TEXT
Generation der Versager (2)

Bei der letzten Sitzungswoche vor den Wahlen wurden wir im Straßburger Parlament aller Europäer daran erinnert, dass alle Europäer gar nicht alle sind: Mit der 16-jährigen Klimaaktivistin Greta Thunberg war eine junge Frau zu Gast, die noch nicht wählen darf und doch etwas zu sagen hat – nämlich uns, der Generation der Versager.

Die große Illusion "Fin du monde - fin de mois - même combat" - die halb gewendete Weste eines Mitläufers beim Klimamarsch Straßburg am 16.3. Foto: Michael Magercord / EJ

(Von Michael Magercord) – Das ganze Dilemma noch mal in Kurzform: Während ich diesen Text über den Umgang mit dem Klimawandel schreibe, braucht mein Laptop Strom, und die Internetnutzer, die das nun lesen, haben mit dem Klick, der sie zu dieser Webseite brachte, Energie verbraucht – wenn man alle Klicks dieser Welt zusammenzählt, sogar mehr als der Flugreiseverkehr.

Doch trotz dieser Warnung haben sich schon beim ersten Teil dieser Generationsbetrachtung nicht alle Leser wieder einfach davon geklickt. Danke dafür! Doch doch, ich muss mich dafür bedanken, denn es tut gut, als alternder Mensch noch gehört zu werden – besonders in diesen jungen Zeiten des stetigen Wandels und Neuerungen. Womit ich beim Problem bin: bei mir, dem Versager im Angesicht des Wandels.

Das rasant beschleunigte Tempo dieses Wandels durch die digitalen Technologien führt uns besonders deutlich vor Augen, was die industrielle Gesellschaft schon immer ausmachte: dauernde Veränderung ist ihr Wesen und Mitmachen erste Bürgerpflicht. Man spürt zwar auch immer ein Unbehagen, aber wer nicht abgehängt sein will, muss sich anpassen oder wird „fit gemacht“ für den Arbeitsmarkt. Fragen nach dem Sinn des ewig Neuen verbieten sich, denn der findet sich schon, wenn das Alte erst einmal aus dem Weg geräumt ist – und wenn er sich nur darin erschöpft, dass die Alltagsbewältigung ein klein wenig bequemer gestaltet wurde. Was zählt es dann noch, dass im Gegenzug die Mühen um das Mithalten mit diesem Dauerwachstum gleichsam größer werden?

Wäre es nun zu dick aufgetragen, wenn man diesen Fatalismus auf den Umgang mit dem Klimawandel überträgt? Der Klimawandel ist der Ausdruck der zerstörerischen Wachstumsideologie. Doch in Anbetracht der drohenden Veränderung fiel uns bisher nichts weiter ein, als neue Technologien zu „fördern“ und einen „grünen“ Arbeitsmarkt zu erfinden. Und dass, obwohl man langsam versteht, dass die Art, wie wir Arbeit gestalten, die wohl größte Ursache für den Klimawandel darstellt. Denn ihre ungeheure Produktivität und deren Anforderung an uns Menschenkinder müssen wir mit dem Verbrauch dieser viel zu vielen Güter kompensieren, der weit über einen normalen täglichen Bedarf hinausgeht.

VORLIEGENDE DATEN

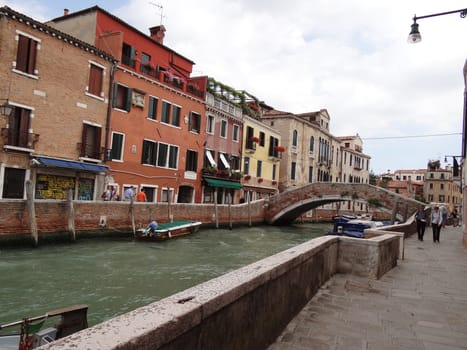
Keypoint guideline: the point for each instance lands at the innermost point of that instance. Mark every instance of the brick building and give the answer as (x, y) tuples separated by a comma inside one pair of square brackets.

DEINE AUFGABEN
- A) Was verbraucht laut Text insgesamt mehr Energie als der Flugreiseverkehr?
- B) Gib die Stelle aus dem Text wortgetreu wieder, die mit "(Von Michael Magercord)" beginnt und bis einschließlich "als der Flugreiseverkehr." reicht.
Stütze dich ausschließlich auf den Text.

LÖSUNGEN
- A) Alle Klicks dieser Welt, wenn man sie zusammenzählt.

- B)
(Von Michael Magercord) – Das ganze Dilemma noch mal in Kurzform: Während ich diesen Text über den Umgang mit dem Klimawandel schreibe, braucht mein Laptop Strom, und die Internetnutzer, die das nun lesen, haben mit dem Klick, der sie zu dieser Webseite brachte, Energie verbraucht – wenn man alle Klicks dieser Welt zusammenzählt, sogar mehr als der Flugreiseverkehr.